Put every line of the entries below into a numbered list, leaving out any blank lines.

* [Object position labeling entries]
· · · ·

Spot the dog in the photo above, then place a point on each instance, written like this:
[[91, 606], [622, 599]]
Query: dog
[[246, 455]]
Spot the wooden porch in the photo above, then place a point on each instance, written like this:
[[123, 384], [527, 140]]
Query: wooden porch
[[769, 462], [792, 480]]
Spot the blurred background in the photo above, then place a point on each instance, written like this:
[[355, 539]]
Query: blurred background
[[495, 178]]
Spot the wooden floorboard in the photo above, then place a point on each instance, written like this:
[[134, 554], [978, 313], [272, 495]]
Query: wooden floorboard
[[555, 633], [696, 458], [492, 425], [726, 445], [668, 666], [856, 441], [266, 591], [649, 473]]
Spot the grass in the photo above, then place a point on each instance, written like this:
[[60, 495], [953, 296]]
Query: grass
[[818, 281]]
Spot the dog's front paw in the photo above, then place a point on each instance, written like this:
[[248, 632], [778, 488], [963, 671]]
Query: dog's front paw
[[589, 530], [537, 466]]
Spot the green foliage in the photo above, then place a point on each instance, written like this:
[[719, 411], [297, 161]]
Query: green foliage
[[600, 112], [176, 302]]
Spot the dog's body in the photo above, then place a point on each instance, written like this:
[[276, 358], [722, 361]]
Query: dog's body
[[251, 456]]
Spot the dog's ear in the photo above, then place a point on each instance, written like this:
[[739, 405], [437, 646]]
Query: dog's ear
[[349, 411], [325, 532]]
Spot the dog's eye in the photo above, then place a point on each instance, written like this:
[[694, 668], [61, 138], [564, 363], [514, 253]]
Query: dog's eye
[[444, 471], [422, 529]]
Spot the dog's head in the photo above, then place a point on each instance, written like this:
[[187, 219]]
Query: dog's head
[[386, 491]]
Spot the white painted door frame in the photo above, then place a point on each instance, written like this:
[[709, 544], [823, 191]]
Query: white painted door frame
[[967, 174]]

· · · ·

* [FULL OUTPUT]
1. Spot the dog in the photo above, then place a point on each instance, written like this:
2. [[91, 606], [622, 599]]
3. Query: dog
4. [[246, 455]]
5. Spot the wooden porch in the photo above, then place a point on each instance, written like this:
6. [[123, 384], [527, 140]]
7. Query: wooden porch
8. [[769, 462], [792, 480]]
9. Spot the blurred background in the photo above, then place a point on each instance, written like this:
10. [[355, 539]]
11. Query: blurred background
12. [[495, 178]]
13. Spot the wooden floorboard in the photo above, then place a point on each instance, written like this:
14. [[134, 554], [978, 313], [272, 495]]
15. Query: wooden floorboard
16. [[555, 633], [696, 458], [492, 425], [726, 445], [668, 666], [856, 441], [266, 591], [649, 473]]
17. Spot the grass in the photo above, then place a point on each instance, written like this:
18. [[60, 495], [953, 296]]
19. Query: grass
20. [[818, 281]]
21. Spot the dog's front paw in the photo above, then place a point on each instance, written like this:
22. [[248, 632], [778, 488], [963, 671]]
23. Query: dog's front paw
24. [[589, 530], [537, 466]]
25. Spot the green foliage in the photo above, then place a point on each instance, written like this:
26. [[719, 411], [297, 161]]
27. Query: green foliage
28. [[600, 112], [176, 302]]
29. Spot the dog's body in the photo above, then place a point on each instance, written like this:
30. [[276, 358], [722, 361]]
31. Query: dog's body
32. [[251, 456]]
33. Spot the dog's ear in the photo above, then place a point on each instance, written like this:
34. [[739, 405], [437, 646]]
35. Query: dog's ear
36. [[349, 411], [325, 532]]
37. Spot the dog's eye in the photo above, then place a point on each instance, written like this:
38. [[694, 668], [61, 138], [564, 363], [514, 253]]
39. Query: dog's eye
40. [[444, 471], [422, 529]]
41. Spot the dog's head in the photo above, then place a point on each instance, written like this:
42. [[187, 219]]
43. Query: dog's head
44. [[386, 491]]
45. Spot the white painted door frame in the photo above, then place a point on each instance, written like this:
46. [[709, 544], [823, 191]]
47. Query: white painted door frame
48. [[967, 174]]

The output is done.